ISTRUZIONI:
**a.** Nel testo su Michele Smargiassi, trova la frase che comincia con "I suoi testi" ed elenca tutte le cose che, secondo quella frase, i suoi testi sanno fare.
**b.** Raccogli tutte le righe delle voci in cui compare la parola "trunk".

TESTO FORNITO:
- - -

Michele Smargiassi si definisce “cresciuto tra figure e storie”. Oggi è un appassionato giornalista e scrittore che racconta la fotografia esortando i consumatori di immagini a non sottovalutare il potere di un medium tanto diffuso quanto poco conosciuto.
“Se conosci la fotografia, non può farti troppo male. Può addirittura aiutarti a comprendere il mondo. Se la lasci fare, se la sottovaluti, ti fregherà”. Sarebbe pretenzioso pensare di ingabbiare in una manciata di battute la capillare riflessione che Michele Smargiassi ha elaborato intorno alla fotografia negli ultimi decenni, ma qualora ci venisse avanzata una simile richiesta ricorreremmo con tutta probabilità alle sue stesse parole, citando le righe con cui si apre questo paragrafo.
Da sempre appassionato di libri e di immagini, giornalista dal 1982, Smargiassi cura – tra le altre cose – il blog Fotocrazia per repubblica.it, un contenitore ricco di spunti che invitano alla riflessione sulle modalità di interazione della fotografia con la vita delle persone. I suoi testi, a prescindere dalla natura del supporto che li ospita, hanno l’impagabile capacità di pungolare il senso critico, solleticare la palpebra dell’occhio della mente e intaccare il radicato meccanismo cognitivo che da oltre centocinquant’anni ci induce a cadere vittime delle “bugie della fotografia”.
Scandagliando con dedizione l’intera evoluzione del medium, Michele ha maturato un pensiero che mette in luce l’incapacità dell’immagine fotografica di disfarsi di scelte e operazioni soggettive che ne compromettono la pura aderenza alla realtà. Di questo e di tanto altro abbiamo conversato con lui al telefono, e ne è scaturita questa intervista.
La fotografia non è in grado di raccontare la verità senza contaminazioni soggettive che avvengono inevitabilmente prima, durante e dopo lo scatto. Quand’è che la menzogna fotografica può essere sana e divertente?

- - -

DATI IN INGRESSO:
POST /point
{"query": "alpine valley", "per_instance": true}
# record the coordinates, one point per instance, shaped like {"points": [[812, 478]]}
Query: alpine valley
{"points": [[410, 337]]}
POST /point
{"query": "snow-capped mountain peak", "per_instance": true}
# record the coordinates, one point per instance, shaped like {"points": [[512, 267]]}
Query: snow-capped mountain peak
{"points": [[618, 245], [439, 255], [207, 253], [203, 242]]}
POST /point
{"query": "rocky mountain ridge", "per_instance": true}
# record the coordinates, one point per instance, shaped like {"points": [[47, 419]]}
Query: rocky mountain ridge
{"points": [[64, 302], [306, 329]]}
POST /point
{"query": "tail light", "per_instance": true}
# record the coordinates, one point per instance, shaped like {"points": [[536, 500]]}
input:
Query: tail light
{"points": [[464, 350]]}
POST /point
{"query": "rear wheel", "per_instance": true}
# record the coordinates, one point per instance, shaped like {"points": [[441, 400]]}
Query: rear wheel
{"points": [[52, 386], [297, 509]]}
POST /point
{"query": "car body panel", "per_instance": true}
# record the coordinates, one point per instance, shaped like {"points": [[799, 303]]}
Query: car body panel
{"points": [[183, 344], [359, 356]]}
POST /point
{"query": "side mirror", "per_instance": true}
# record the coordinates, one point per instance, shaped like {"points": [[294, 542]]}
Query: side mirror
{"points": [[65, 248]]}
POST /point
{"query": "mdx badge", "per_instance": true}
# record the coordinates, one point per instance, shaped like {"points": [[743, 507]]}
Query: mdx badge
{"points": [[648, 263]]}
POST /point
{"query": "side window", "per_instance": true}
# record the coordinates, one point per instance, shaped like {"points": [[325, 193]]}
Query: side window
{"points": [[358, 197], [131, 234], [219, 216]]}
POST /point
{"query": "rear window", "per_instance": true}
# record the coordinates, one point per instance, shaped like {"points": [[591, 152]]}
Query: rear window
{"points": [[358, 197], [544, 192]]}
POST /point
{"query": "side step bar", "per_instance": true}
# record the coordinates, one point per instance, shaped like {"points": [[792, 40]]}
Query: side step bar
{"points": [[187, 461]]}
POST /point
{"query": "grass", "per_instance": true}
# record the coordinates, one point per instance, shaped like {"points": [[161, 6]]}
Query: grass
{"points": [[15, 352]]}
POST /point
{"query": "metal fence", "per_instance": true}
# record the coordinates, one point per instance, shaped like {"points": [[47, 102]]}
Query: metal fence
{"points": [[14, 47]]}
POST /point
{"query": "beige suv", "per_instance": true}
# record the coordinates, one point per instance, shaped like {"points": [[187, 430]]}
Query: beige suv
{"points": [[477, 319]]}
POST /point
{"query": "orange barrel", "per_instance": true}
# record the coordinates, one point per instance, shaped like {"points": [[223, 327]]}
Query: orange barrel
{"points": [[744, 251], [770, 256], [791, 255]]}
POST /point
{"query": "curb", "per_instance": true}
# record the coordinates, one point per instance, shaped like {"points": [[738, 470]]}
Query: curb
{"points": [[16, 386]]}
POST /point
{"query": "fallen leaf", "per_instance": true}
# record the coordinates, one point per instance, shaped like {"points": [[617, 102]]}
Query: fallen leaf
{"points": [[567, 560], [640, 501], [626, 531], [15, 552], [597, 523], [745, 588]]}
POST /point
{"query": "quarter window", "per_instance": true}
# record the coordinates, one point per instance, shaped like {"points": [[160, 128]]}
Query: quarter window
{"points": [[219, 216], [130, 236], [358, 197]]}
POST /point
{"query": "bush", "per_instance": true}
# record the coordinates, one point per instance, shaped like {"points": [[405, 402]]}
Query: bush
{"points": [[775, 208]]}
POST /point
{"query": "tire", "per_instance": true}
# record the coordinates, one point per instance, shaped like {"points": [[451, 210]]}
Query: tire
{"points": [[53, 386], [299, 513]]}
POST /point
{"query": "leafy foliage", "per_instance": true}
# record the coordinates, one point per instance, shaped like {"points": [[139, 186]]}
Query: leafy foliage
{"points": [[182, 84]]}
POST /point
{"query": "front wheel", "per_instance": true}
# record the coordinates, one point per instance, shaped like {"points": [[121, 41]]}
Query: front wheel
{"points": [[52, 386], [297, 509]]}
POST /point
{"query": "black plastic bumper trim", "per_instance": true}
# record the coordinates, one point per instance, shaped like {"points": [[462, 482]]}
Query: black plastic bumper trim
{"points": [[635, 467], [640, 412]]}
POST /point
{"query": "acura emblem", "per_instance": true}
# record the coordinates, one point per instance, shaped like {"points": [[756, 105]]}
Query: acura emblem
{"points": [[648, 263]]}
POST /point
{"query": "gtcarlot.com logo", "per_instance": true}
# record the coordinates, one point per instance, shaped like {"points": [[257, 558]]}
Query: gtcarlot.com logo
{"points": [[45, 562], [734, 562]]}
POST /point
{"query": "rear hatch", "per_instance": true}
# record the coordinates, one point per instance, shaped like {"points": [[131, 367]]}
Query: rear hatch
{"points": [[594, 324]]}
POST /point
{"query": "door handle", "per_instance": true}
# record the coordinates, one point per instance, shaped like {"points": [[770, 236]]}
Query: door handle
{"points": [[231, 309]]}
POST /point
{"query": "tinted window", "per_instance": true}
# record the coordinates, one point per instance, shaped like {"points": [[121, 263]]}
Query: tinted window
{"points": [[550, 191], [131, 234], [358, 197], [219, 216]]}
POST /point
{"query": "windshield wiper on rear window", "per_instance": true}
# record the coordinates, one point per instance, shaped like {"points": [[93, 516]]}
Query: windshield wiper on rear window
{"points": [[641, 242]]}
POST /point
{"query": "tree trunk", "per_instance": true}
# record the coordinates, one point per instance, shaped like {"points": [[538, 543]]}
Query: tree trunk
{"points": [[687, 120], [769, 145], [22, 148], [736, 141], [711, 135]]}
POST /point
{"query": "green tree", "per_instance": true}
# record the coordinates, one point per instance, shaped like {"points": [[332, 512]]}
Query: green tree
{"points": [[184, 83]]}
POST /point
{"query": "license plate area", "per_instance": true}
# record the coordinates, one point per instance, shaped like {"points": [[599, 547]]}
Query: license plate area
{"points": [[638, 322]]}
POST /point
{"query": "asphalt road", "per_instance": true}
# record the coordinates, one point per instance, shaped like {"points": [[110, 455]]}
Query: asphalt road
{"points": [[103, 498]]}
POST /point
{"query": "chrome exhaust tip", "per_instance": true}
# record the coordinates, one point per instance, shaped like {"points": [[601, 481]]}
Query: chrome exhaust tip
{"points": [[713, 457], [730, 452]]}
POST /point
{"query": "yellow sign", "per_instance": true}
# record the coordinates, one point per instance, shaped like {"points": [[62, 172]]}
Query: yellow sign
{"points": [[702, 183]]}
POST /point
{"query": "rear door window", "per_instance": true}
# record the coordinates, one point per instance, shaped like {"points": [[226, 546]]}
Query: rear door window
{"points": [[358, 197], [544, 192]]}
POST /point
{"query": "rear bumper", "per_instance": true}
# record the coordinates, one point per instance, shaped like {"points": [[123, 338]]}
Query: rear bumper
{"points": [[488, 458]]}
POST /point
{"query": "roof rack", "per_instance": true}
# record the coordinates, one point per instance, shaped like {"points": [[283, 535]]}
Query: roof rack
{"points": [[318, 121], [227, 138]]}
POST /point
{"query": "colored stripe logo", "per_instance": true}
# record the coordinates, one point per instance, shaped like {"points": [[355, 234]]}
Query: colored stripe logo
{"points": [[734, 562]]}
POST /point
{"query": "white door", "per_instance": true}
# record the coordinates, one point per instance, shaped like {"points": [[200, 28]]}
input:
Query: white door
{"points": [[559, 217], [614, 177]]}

- - -

SOLUZIONI:
**a.**
- pungolare il senso critico
- solleticare la palpebra dell'occhio della mente
- intaccare il radicato meccanismo cognitivo che da oltre centocinquant'anni ci induce a cadere vittime delle "bugie della fotografia"

**b.**
{"query": "tree trunk", "per_instance": true}
Query: tree trunk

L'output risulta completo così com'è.